## WHAT IS EXPECTED
Retype the material without any alteration, from its first line through the line that holds "column 101, row 31", both included. Omit the pictures from your answer.

Data items:
____________________

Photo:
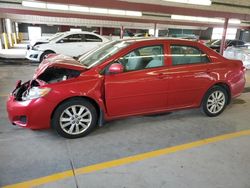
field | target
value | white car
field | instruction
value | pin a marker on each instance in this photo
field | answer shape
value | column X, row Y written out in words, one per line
column 239, row 53
column 70, row 43
column 42, row 40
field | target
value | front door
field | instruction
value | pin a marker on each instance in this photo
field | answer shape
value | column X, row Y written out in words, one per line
column 188, row 76
column 142, row 86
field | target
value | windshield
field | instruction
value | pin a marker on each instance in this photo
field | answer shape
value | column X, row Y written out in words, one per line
column 102, row 53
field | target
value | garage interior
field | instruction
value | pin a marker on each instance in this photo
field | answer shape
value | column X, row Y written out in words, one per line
column 178, row 149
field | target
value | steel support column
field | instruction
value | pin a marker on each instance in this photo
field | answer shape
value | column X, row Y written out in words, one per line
column 223, row 40
column 122, row 32
column 155, row 28
column 101, row 31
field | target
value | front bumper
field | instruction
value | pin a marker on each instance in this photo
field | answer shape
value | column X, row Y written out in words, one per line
column 34, row 55
column 33, row 114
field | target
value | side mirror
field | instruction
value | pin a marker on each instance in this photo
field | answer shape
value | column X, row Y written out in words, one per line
column 116, row 68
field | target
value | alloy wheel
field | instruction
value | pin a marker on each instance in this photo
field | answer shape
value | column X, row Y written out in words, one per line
column 75, row 119
column 216, row 102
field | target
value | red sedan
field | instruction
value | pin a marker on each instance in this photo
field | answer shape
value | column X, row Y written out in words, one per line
column 124, row 78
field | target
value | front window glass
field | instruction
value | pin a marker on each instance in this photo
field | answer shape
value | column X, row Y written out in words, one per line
column 102, row 53
column 182, row 55
column 142, row 58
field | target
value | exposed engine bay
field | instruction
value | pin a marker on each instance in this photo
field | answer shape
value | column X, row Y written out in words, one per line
column 54, row 74
column 50, row 75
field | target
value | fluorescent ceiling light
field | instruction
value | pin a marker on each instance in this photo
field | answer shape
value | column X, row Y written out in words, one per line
column 99, row 10
column 194, row 2
column 78, row 8
column 34, row 4
column 117, row 12
column 57, row 6
column 204, row 19
column 133, row 13
column 234, row 21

____________________

## PROBLEM SOLUTION
Photo:
field | target
value | white car
field | instruction
value | pin a marker on each instance in this photo
field | answer shape
value | column X, row Y written out in words, one per line
column 239, row 53
column 70, row 43
column 42, row 40
field | target
value | front door
field | instruction
value | pin a marker on each instance in this photo
field | answer shape
value | column X, row Y written out in words, one per line
column 188, row 76
column 142, row 86
field | target
value | windshield
field | instruction
value | pin a marker on each instance in this photo
field | answer shape
value | column X, row Y written out in words, one per line
column 102, row 53
field | target
value | garage interior
field | instruction
value | pin a marker on each instance in this photo
field | answer shape
value | column X, row Y written out in words, one per line
column 178, row 149
field | target
value | steel support column
field | instruction
value | pin a marker on each instance in this photo
field | answer shape
value | column X, row Y written out in words, one per line
column 223, row 40
column 122, row 32
column 155, row 28
column 101, row 31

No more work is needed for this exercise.